Task directions: Rewrite the part of the material that runs from its start through the line containing "65], [1, 130]]", both ends included, with every polygon coordinate in the outlines shifted by adding 106 and all other lines left as they are. Leave the pictures out of your answer.

Records from a dataset

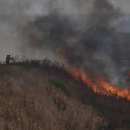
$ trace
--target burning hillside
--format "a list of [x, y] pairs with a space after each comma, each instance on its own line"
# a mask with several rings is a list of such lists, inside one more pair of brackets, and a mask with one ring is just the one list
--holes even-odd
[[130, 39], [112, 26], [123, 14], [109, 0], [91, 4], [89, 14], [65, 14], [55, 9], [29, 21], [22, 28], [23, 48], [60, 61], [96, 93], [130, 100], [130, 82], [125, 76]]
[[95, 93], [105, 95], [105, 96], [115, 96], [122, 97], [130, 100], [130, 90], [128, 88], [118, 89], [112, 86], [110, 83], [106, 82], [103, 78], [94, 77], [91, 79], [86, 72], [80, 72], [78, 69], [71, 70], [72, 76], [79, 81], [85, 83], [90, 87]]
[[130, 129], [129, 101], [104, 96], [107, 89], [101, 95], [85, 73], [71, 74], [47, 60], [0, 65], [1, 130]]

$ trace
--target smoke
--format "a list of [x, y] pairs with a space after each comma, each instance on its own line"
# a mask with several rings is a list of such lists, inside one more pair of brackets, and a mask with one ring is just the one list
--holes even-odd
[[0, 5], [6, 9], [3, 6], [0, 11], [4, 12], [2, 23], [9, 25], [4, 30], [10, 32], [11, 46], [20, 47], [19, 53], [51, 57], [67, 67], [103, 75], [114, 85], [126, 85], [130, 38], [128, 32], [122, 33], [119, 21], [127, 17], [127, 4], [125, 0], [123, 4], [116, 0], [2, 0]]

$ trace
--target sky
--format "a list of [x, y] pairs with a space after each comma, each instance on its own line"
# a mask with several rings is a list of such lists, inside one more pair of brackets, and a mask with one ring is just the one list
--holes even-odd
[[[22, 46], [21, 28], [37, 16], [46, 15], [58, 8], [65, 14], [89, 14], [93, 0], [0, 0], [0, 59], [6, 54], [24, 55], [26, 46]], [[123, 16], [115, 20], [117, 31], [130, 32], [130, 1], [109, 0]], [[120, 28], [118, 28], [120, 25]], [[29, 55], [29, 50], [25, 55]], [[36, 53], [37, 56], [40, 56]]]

Exercise answer:
$ trace
--target burning hillside
--format "a list of [x, y] pairs with a space after each comma, each instance on its own line"
# a mask with several rings is a list of such lists, inside one more pair of brackets, and a mask with one ring is just the one list
--holes even-odd
[[236, 145], [218, 132], [229, 120], [215, 106], [197, 110], [195, 120], [171, 120], [161, 115], [135, 127], [128, 134], [129, 154], [166, 167], [202, 199], [236, 206], [236, 188], [231, 182]]
[[201, 199], [211, 201], [211, 202], [221, 202], [228, 203], [236, 206], [236, 196], [234, 194], [224, 195], [218, 192], [216, 189], [212, 188], [209, 184], [200, 183], [197, 185], [192, 178], [186, 178], [184, 175], [177, 176], [178, 182], [185, 187], [191, 189], [196, 193]]
[[236, 235], [235, 207], [210, 202], [213, 195], [207, 201], [191, 179], [177, 180], [153, 166], [106, 171], [107, 236]]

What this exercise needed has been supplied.